### Task objective
Set down each of the entries below verbatim, and omit the pictures from your copy.

### Raw records
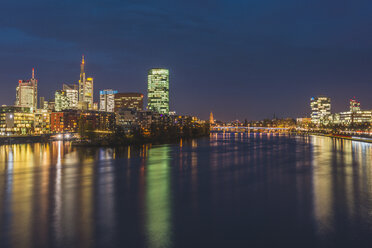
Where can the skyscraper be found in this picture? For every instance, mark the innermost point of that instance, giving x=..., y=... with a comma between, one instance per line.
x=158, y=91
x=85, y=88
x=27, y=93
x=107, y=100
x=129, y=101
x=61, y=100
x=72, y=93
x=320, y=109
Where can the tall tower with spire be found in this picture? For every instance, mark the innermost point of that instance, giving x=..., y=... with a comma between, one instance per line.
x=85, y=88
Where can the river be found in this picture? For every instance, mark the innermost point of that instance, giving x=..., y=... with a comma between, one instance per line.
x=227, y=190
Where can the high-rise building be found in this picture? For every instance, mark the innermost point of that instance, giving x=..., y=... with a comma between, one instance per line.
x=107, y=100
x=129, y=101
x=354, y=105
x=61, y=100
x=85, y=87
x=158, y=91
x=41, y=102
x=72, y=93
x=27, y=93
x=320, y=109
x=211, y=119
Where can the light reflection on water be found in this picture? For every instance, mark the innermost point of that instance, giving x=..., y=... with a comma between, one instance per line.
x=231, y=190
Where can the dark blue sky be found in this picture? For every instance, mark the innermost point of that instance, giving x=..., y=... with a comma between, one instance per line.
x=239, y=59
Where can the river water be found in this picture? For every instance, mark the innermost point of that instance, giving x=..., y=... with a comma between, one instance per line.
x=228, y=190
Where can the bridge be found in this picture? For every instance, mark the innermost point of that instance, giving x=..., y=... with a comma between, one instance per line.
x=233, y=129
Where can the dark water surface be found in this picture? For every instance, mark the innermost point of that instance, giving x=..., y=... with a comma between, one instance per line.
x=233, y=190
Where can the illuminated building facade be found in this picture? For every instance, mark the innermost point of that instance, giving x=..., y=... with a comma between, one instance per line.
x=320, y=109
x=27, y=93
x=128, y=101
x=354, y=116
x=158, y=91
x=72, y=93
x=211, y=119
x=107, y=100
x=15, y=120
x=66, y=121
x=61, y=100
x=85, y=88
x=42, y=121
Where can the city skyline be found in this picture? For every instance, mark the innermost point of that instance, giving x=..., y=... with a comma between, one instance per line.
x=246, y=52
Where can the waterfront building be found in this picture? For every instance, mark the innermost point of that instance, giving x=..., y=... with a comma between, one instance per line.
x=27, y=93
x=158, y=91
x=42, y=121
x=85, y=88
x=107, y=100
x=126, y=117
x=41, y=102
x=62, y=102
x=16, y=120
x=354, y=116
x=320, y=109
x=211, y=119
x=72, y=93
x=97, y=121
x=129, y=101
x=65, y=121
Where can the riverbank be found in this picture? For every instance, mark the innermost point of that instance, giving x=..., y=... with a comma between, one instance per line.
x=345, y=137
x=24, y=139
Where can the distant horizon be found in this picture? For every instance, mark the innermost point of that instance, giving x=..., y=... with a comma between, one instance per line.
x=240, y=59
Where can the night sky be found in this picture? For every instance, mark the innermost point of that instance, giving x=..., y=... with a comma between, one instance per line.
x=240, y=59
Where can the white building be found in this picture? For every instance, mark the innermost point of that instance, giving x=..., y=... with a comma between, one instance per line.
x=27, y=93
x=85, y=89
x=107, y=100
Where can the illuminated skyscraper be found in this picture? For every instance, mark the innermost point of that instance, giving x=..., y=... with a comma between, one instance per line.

### Final result
Where can the skyscraper be found in this picture? For every instance, mark the innermost point of that instance, giving x=..., y=... with a comma between, one instance per line.
x=158, y=91
x=85, y=88
x=27, y=93
x=107, y=100
x=129, y=101
x=61, y=100
x=72, y=93
x=320, y=109
Where can the tall tower with spire be found in this picture? For every instance, mark the innermost point of that instance, giving x=..., y=... with a comma between, one instance per line.
x=85, y=88
Where can the river be found in this picture? For every instance, mark the innermost point of that instance, giving x=..., y=... with a comma between, one instance per line.
x=227, y=190
Where can the high-rise building be found in this picture? For every instance, mark the innermost point of that instance, giving x=..., y=... with a comma between, one instance per line.
x=107, y=100
x=129, y=101
x=354, y=105
x=61, y=100
x=85, y=87
x=158, y=91
x=41, y=102
x=72, y=93
x=27, y=93
x=320, y=109
x=211, y=119
Where can the light reflection on water be found in this picture? For every instance, mark the innermost point of that instance, giving x=..., y=... with a comma between, one instance per line.
x=231, y=190
Where can the dark blue sky be found in this picture? For every instance, mark the innermost point of that instance, giving x=..., y=... with a comma between, one instance per line.
x=239, y=59
Where can the river water be found in this picture? For every instance, mark the innermost point of that instance, giving x=..., y=... with a comma between, one instance per line.
x=228, y=190
Where can the bridge be found in this picture? For every instance, mark the innermost point of that instance, giving x=..., y=... with a comma between, one instance per line.
x=233, y=129
Where can the dark water surface be found in this picture? For every instance, mark the innermost point of that instance, giving x=..., y=... with a comma between, one instance per line.
x=233, y=190
Where can the illuminated building facade be found in this picture? For every instance, mark the innermost point of that instance, giving x=..., y=... with a comma between, one instance per line.
x=320, y=109
x=27, y=93
x=128, y=101
x=354, y=116
x=158, y=91
x=72, y=93
x=211, y=119
x=107, y=100
x=15, y=120
x=66, y=121
x=61, y=100
x=85, y=88
x=42, y=121
Where can the city skyline be found in this picture? For every instance, mark the innermost point of that instance, giving x=..., y=... with a comma between, one instance per line.
x=246, y=52
Where can the waterfront building be found in this picture? For every instance, mark the innermost point of that instance, giving x=..., y=... with a comma between, one instance per line.
x=27, y=93
x=158, y=91
x=42, y=121
x=85, y=88
x=107, y=100
x=126, y=117
x=41, y=102
x=62, y=102
x=16, y=120
x=354, y=116
x=320, y=109
x=211, y=119
x=72, y=93
x=97, y=121
x=129, y=101
x=65, y=121
Where can the riverbank be found in this picture? For every instance, mark the innermost point of that instance, giving x=..., y=... with a comma between, one instance per line.
x=345, y=137
x=24, y=139
Where can the distant horizon be found in this picture? For every instance, mark the innermost point of that instance, giving x=..., y=... with a comma between, one instance per line.
x=240, y=59
Where can the night sky be found in this picture? For every instance, mark the innermost point of that instance, giving x=..., y=... with a comma between, one instance per line.
x=240, y=59
Where can the white building be found in this picture? For every instance, mark the innermost point of that instance, giving x=..., y=... with a comma between, one instance per line.
x=27, y=93
x=85, y=89
x=107, y=100
Where can the illuminated skyscraper be found in this picture? For every instance, mark the innermost point of that instance, giving x=..., y=... with a comma between, one instance per line.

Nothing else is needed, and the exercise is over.